Extract:
----------

An adjustment period
If you’re having trouble recognizing your hunger and satiation signals or you’re plagued by deeply ingrained feelings of food guilt, it may take a while to embrace intuitive eating.
“When we have avoided/banned specific foods from our diets for a long time and you suddenly are open to it, there may be a period where you overindulge,” Sheth says. “The long-term deprivation is what often leads to uncontrollable cravings and guilt that goes with overeating. [But] once you make peace with food, knowing that you can have it anytime, you will be able to truly listen to your body’s signals for hunger, satiety, and satisfaction.”
You’ll learn to recognize the difference between hunger and cravings. “If you are only hungry for one specific food, that might be a craving,” Keirns says. “Also, cravings tend to rise and fall over a relatively short period, so if you’re experiencing a craving, try distracting yourself for 10 to 15 minutes and see whether that food is still on your mind.”
You’ll also learn to incorporate joyful movement (enjoyable regular physical activity) into your lifestyle and get better at coming up with kinder ways to manage your emotions and side-step non-hungry eating.
Research has shown that traditional dieting may be harmful, and it’s often ineffective. But intuitive eating is not a diet, and recognizing your internal cues for hunger and fullness may be a better option. Research has shown that intuitive eating is associated with a more positive body image, greater body appreciation, and higher self-esteem.
“My work has found that higher levels of intuitive eating are most strongly associated with more positive body image in those with a BMI in the normal range,” says Keirns, an author of the body-image study. “I have found that eating intuitively is typically associated with lower BMI levels, [and] my research suggests that individuals who eat intuitively may be less likely to develop overweight or obesity and may be more likely to feel good about their bodies.”
Other research has shown that people who practice intuitive eating are more likely to maintain a stable weight, as opposed to gaining, losing, or weight-cycling.
“This finding likely does not include individuals who transfer from a restrictive approach to intuitive eating,” says study author Tracy Tylka, PhD, professor of psychology at the Ohio State University in Columbus and Marion. “For the general person, we cannot predict whether their weight will increase, decrease, or stay the same when they transition to intuitive eating. It depends on a lot of biological, psychological, and environmental factors.”
Intuitive eating is a healthy mind-body approach to nutrition, and it may help you to change your relationship with food. Some people may lose weight by eating intuitively, but it’s not intended as a weight-loss method. “Intuitive eating is not a weight-focused approach,” Tylka says. “Benefits of transitioning to intuitive eating are for well-being rather than weight change/maintenance/loss.”
“People who are obese may experience dysregulated hunger and satiety signals, which may make intuitive eating difficult,” Keirns says. But with practice, the more you learn to stop, breathe, slow down, and listen to your body, the easier it will get.
In the Fitbit app tap Discover, and under the Guided Programs tap the Eat Healthy filter at the top, and you’ll find the Mindful Eating program. It’s a seven-day program in which you get daily audio guidance from a mindful eating coach, and learn how to eat intuitively one meal and one bite at a time. If you need further assistance, consider meeting with a registered dietitian who’s trained and certified in intuitive eating.
This information is for educational purposes only and is not intended as a substitute for medical diagnosis or treatment. You should not use this information to diagnose or treat a health problem or condition. Always check with your doctor before changing your diet, altering your sleep habits, taking supplements, or starting a new fitness routine.

----------

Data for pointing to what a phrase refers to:
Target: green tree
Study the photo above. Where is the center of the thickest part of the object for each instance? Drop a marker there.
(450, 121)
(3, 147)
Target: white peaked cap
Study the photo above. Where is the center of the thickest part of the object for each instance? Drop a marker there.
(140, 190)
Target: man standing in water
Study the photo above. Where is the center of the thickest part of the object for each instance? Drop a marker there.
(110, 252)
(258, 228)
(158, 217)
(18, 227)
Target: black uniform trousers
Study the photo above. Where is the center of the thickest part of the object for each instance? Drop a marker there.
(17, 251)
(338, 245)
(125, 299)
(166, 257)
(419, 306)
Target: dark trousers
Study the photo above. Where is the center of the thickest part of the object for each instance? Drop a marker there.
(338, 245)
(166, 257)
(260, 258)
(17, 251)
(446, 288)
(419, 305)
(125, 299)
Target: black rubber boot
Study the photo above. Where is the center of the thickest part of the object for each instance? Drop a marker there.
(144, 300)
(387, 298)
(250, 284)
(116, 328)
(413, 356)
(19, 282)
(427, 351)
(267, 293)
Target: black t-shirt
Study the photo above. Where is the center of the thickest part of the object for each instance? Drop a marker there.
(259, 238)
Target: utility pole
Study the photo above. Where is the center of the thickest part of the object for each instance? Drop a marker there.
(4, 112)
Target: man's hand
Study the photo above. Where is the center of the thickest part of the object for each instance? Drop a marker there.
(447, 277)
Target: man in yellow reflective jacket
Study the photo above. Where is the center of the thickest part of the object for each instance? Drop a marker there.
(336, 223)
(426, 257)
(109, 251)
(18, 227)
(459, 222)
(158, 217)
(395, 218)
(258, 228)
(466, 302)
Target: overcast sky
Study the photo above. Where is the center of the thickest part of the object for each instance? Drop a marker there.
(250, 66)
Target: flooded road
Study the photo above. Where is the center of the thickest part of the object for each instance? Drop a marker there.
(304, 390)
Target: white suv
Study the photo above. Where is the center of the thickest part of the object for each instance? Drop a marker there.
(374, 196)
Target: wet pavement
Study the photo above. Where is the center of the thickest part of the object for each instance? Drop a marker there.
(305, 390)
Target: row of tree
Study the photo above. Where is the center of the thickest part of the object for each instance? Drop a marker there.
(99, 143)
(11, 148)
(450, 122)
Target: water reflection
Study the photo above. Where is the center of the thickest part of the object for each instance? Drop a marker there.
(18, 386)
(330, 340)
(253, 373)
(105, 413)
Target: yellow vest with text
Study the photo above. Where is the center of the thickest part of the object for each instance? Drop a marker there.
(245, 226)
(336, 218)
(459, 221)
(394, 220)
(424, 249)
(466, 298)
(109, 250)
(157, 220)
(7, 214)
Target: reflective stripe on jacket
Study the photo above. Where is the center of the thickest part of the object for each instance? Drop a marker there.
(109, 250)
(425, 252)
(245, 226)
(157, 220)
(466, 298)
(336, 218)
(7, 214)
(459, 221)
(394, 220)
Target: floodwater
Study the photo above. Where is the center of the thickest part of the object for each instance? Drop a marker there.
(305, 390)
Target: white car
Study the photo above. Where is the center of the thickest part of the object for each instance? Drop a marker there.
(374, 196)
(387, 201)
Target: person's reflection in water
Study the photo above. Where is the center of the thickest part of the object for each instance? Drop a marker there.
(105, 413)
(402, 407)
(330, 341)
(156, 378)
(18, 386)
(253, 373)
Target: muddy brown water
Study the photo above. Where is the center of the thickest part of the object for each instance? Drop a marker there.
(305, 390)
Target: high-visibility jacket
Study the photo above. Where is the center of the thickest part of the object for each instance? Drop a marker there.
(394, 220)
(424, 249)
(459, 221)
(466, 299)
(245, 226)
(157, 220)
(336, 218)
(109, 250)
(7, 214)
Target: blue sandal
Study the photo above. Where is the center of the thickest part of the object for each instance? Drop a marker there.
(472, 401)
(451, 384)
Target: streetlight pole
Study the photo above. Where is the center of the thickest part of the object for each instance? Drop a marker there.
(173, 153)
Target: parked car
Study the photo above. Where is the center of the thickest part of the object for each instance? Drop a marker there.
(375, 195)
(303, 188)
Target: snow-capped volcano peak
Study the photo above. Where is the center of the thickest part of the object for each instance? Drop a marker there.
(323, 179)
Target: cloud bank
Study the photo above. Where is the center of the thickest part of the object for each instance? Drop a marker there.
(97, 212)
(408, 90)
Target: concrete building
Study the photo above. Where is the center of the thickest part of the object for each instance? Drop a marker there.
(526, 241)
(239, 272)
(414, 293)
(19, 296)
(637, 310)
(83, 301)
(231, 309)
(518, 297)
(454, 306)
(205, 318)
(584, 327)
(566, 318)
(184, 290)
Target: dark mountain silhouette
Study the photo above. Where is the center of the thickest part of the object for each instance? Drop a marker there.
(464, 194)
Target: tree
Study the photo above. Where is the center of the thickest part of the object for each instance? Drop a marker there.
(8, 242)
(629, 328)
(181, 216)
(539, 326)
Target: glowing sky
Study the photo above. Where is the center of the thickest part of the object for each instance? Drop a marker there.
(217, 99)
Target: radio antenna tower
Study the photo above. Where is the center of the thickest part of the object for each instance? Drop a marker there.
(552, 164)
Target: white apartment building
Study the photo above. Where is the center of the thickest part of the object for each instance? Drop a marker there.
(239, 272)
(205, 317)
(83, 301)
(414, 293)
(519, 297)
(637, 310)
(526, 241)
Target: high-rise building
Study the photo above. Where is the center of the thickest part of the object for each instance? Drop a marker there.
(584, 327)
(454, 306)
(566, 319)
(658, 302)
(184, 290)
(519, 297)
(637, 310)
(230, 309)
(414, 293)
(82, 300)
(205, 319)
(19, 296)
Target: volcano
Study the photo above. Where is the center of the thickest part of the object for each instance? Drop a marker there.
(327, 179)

----------

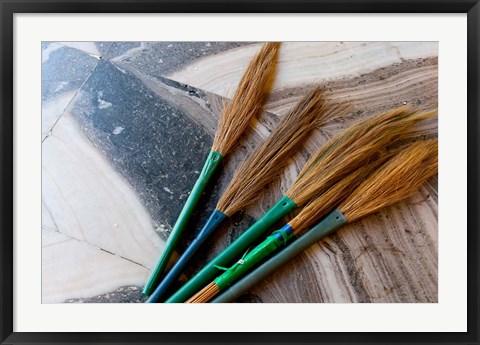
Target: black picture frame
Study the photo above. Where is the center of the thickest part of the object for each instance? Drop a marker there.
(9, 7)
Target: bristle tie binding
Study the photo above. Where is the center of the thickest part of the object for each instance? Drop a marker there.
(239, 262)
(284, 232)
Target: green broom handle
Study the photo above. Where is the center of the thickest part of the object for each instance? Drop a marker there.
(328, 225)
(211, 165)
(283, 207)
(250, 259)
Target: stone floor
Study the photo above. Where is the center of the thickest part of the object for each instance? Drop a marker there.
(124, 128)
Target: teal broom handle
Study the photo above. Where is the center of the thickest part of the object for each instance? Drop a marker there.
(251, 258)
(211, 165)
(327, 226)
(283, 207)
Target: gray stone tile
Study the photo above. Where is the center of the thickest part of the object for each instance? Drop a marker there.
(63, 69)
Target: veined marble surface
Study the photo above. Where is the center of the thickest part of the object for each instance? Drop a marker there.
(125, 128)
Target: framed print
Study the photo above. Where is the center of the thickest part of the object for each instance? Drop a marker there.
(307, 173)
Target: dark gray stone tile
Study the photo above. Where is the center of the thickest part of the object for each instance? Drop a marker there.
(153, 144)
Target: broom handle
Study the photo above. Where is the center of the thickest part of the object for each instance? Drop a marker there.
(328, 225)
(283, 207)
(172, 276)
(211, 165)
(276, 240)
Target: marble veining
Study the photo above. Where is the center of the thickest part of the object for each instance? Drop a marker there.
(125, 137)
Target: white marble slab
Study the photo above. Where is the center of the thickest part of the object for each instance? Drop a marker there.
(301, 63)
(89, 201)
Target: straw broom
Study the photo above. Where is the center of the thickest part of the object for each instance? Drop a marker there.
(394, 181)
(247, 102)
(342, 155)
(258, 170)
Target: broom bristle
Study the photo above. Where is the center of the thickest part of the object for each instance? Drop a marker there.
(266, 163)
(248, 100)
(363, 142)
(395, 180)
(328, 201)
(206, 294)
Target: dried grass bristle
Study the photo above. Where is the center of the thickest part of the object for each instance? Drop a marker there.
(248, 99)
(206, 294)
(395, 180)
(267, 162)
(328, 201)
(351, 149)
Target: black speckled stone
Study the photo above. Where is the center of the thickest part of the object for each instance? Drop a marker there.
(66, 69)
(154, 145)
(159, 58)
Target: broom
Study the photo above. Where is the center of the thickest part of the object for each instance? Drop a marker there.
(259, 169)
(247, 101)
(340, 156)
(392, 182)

----------

Task statement: Return the part of the intuitive eating text from "Research has shown that traditional" up to and including "and higher self-esteem.", copied word for word. The listing has no connection to the text about intuitive eating.

Result:
Research has shown that traditional dieting may be harmful, and it’s often ineffective. But intuitive eating is not a diet, and recognizing your internal cues for hunger and fullness may be a better option. Research has shown that intuitive eating is associated with a more positive body image, greater body appreciation, and higher self-esteem.